» **What is needed**
Could the lines from the one with "If you could put a point on the bare rock" through the end of the listing be restated exactly, with nothing else included?

* Begin Dataset records *

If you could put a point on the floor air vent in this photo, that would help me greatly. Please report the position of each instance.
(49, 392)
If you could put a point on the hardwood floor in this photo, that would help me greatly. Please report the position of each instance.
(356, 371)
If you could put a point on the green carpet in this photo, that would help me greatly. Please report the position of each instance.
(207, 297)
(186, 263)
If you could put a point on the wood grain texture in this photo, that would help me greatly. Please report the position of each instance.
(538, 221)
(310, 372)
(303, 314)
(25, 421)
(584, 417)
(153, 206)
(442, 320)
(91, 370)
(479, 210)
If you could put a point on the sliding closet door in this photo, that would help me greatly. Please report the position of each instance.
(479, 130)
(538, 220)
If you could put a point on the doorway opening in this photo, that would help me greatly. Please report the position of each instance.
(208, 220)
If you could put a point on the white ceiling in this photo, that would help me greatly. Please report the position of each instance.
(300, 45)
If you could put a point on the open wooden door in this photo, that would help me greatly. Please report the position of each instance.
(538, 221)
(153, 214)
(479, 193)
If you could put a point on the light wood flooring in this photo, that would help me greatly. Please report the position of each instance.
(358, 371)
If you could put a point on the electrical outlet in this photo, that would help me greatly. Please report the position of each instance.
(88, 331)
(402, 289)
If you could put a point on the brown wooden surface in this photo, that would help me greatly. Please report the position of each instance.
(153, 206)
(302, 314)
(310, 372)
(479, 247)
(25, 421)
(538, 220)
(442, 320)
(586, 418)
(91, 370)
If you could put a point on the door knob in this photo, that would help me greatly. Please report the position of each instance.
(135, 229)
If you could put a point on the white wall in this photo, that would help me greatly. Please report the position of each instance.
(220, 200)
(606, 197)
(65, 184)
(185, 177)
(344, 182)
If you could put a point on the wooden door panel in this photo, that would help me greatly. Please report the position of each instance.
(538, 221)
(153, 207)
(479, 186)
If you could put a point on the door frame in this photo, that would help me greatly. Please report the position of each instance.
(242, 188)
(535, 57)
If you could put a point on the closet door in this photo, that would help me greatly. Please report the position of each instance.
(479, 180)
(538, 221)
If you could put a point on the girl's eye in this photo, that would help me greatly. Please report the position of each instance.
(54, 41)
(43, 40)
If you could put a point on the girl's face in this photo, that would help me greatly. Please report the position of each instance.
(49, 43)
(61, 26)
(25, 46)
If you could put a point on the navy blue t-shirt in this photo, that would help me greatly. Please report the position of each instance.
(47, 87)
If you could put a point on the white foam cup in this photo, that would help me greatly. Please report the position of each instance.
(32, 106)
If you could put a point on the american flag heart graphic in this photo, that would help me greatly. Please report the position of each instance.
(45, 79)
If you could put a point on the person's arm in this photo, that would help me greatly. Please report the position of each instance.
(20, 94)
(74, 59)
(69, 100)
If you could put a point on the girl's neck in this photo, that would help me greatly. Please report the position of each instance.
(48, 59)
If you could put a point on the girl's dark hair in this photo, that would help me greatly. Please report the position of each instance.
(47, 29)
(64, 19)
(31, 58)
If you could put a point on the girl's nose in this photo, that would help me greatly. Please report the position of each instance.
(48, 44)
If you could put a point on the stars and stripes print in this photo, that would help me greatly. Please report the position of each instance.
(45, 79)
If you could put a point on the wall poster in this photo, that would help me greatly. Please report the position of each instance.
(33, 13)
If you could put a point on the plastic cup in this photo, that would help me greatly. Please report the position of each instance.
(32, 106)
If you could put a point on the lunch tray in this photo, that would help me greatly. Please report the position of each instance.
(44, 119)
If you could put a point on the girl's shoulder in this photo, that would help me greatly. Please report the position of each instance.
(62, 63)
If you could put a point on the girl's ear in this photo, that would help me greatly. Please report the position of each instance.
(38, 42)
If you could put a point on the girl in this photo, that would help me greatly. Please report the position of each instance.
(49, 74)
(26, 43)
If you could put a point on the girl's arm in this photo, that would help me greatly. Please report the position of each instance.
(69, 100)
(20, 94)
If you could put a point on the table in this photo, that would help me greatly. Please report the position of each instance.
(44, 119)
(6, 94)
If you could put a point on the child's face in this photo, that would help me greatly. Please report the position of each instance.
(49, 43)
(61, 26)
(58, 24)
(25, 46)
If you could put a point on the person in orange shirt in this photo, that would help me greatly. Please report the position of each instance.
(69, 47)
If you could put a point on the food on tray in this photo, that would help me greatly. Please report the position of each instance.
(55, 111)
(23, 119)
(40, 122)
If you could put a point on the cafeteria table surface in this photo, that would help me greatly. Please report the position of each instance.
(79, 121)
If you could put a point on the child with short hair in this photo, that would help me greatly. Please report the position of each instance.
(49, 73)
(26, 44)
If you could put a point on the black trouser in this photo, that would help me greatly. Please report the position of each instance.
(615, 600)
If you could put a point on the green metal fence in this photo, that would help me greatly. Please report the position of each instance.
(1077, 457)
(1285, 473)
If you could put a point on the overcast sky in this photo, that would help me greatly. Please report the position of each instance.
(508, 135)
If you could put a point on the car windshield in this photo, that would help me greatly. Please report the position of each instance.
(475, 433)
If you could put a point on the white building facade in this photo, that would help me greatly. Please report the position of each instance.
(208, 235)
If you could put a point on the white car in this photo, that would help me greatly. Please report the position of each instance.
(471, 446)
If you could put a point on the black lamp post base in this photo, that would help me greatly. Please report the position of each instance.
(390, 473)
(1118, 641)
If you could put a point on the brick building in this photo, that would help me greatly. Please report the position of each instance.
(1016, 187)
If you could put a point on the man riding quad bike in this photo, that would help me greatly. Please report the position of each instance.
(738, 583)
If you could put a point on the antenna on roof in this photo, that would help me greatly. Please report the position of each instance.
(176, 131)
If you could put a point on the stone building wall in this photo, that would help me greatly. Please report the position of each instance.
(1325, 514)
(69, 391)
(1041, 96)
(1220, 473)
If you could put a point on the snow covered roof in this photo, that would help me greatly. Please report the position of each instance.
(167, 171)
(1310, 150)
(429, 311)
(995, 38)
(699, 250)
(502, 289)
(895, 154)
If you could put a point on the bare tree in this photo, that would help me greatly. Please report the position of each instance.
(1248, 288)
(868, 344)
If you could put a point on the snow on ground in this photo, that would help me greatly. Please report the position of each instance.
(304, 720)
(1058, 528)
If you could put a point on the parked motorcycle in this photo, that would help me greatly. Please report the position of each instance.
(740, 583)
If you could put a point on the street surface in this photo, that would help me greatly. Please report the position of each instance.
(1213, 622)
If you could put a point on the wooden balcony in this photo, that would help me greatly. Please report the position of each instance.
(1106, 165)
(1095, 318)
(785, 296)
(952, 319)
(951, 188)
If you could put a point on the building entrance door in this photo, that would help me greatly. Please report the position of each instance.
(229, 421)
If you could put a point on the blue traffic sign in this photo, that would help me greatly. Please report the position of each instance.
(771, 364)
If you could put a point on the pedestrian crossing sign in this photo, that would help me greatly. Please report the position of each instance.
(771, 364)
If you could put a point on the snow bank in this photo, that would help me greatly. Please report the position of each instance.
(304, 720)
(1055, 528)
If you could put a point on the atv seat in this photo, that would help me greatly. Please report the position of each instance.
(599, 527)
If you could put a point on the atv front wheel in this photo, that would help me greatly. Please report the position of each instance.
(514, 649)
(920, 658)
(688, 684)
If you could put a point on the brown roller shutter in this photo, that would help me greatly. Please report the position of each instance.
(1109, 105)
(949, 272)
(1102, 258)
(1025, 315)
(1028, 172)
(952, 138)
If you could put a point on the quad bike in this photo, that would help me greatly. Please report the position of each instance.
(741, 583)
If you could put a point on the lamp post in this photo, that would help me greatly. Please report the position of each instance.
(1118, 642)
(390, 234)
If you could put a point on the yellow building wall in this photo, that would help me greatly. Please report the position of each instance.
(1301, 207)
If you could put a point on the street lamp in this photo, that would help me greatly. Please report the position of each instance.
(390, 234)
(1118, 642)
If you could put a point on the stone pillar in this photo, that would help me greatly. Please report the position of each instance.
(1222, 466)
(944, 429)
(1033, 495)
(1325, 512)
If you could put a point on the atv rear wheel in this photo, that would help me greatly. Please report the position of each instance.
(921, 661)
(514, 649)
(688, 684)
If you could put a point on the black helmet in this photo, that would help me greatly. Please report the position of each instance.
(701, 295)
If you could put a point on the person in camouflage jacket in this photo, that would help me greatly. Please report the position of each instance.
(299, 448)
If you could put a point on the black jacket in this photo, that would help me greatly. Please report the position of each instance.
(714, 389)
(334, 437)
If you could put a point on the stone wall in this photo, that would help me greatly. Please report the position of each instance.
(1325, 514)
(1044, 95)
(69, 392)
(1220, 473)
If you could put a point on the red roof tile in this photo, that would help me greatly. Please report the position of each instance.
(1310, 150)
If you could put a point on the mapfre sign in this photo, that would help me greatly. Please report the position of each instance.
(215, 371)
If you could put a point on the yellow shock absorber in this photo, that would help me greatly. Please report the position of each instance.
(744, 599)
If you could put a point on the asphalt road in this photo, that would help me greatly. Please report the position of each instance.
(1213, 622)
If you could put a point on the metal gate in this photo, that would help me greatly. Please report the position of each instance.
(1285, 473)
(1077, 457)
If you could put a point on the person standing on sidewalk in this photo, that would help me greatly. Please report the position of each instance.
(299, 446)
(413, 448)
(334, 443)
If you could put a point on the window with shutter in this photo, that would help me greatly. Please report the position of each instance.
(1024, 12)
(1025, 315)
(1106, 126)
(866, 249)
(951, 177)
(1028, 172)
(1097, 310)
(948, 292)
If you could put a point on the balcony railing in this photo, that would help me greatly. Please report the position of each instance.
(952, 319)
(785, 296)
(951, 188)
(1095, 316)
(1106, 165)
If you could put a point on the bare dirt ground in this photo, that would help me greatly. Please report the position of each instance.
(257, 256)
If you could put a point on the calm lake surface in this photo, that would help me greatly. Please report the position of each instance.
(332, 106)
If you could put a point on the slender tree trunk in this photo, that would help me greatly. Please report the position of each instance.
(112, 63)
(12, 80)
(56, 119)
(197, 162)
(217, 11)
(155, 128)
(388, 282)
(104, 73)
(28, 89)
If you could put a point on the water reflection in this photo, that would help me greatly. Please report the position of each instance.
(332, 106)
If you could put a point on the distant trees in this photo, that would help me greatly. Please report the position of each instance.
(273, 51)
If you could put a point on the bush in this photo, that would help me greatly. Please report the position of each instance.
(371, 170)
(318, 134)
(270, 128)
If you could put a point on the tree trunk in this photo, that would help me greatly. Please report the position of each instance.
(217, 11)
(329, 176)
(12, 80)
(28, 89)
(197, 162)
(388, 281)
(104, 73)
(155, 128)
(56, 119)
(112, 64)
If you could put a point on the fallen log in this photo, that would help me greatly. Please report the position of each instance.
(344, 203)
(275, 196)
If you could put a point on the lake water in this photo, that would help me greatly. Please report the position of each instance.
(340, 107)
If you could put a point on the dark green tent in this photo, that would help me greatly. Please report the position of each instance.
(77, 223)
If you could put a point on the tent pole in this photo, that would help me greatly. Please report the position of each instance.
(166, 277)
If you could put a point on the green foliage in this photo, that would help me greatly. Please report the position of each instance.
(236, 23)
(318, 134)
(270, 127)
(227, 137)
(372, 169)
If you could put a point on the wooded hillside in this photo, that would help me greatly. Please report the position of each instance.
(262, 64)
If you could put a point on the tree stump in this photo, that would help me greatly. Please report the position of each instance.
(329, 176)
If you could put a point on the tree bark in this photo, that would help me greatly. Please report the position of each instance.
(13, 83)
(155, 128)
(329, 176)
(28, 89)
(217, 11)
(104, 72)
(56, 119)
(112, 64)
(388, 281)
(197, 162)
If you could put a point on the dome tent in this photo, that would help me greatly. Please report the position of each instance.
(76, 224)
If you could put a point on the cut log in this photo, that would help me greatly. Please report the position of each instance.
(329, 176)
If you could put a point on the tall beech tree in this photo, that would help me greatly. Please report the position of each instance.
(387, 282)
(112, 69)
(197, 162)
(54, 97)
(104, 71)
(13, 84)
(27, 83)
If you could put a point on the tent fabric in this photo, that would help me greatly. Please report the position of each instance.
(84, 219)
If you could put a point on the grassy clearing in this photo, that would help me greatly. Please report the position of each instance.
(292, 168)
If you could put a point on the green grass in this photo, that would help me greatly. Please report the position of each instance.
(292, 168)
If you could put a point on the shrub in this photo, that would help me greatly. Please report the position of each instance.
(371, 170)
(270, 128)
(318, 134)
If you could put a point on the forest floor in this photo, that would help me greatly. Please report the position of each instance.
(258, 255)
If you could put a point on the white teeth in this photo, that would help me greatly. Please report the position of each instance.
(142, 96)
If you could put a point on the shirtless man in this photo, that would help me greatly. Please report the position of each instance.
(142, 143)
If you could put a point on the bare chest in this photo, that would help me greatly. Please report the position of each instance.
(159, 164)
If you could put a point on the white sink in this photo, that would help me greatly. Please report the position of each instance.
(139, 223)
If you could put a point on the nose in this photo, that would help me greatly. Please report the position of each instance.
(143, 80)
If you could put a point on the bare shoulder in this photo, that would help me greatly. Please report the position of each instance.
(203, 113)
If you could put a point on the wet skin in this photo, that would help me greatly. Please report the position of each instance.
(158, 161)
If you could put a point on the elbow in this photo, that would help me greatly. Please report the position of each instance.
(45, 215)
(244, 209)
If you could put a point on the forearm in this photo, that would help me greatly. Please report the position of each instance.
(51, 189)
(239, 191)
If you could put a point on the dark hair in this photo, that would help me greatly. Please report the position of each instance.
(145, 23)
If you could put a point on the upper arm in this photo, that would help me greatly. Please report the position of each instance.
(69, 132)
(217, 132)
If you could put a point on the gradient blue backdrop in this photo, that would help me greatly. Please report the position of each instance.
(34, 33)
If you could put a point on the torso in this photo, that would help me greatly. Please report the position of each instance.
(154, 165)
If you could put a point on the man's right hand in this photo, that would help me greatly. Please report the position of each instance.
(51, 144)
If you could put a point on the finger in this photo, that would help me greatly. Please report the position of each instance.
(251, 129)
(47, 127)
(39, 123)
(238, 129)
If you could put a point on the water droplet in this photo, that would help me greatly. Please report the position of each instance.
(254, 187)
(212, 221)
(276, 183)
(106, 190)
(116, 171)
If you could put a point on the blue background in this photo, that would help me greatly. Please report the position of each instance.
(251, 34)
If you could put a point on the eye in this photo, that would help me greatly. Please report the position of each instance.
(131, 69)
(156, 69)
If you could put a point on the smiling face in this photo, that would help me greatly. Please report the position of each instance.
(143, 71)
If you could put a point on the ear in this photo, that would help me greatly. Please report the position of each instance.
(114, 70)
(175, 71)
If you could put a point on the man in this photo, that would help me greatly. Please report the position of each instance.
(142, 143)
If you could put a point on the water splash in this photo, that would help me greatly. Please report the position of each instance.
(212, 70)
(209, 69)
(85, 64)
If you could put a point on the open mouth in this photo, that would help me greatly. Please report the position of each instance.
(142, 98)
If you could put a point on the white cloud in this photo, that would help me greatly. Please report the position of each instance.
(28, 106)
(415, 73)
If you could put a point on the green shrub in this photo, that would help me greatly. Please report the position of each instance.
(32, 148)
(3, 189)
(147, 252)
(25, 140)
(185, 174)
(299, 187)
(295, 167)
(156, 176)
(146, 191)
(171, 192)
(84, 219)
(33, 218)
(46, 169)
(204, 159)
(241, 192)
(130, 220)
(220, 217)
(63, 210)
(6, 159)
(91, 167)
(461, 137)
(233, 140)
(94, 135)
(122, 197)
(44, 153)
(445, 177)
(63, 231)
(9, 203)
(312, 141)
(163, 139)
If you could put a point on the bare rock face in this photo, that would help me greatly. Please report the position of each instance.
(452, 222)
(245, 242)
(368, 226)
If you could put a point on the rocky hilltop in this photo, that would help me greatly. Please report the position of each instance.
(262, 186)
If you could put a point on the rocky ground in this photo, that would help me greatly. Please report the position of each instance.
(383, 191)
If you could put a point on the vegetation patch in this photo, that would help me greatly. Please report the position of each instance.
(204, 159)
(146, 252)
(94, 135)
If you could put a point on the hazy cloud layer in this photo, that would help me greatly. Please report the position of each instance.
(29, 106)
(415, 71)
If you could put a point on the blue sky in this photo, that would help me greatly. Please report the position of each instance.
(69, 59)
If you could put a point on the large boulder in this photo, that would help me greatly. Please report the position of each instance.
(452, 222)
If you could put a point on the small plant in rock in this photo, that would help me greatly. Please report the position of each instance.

* End Dataset records *

» **Result of the task**
If you could put a point on the bare rock face in this photo, that would help me greatly. Please report the position of each instance.
(452, 222)
(245, 242)
(368, 226)
If you could put a point on the rocky hilltop in this photo, that would help me greatly. Please report the position of each instance.
(262, 186)
If you could put a point on the rocky ground in this photo, that would help me greatly. Please report the position of each instance.
(383, 191)
If you could put a point on the vegetation patch in this photo, that would help me greatly. Please report the position of each instance.
(204, 159)
(146, 252)
(94, 135)
If you could put a point on the hazy cloud layer in this photo, that would help me greatly. Please report the position of each instance.
(29, 106)
(415, 71)
If you could put a point on the blue sky in this photo, that would help me greatly. Please report the position of each instance.
(69, 59)
If you could put a point on the large boulder in this photo, that would help me greatly. Please report the position of each instance.
(452, 222)
If you could put a point on the small plant in rock in this photo, that would help me greatly. Please report the position of each instance.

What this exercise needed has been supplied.